◆ Raw records:
***

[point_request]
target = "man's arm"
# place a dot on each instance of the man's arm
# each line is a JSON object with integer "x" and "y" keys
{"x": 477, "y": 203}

***

◆ The request: Resize every line of the records above, requests included, by multiplying each coordinate in the answers by 2.6 and rounding to whole numbers, with halves rounded up. Give all the lines again with the new values in place.

◆ Reply to the exercise:
[point_request]
target = "man's arm"
# place a dot on each instance of the man's arm
# each line is a JSON object with integer "x" and "y" keys
{"x": 1240, "y": 528}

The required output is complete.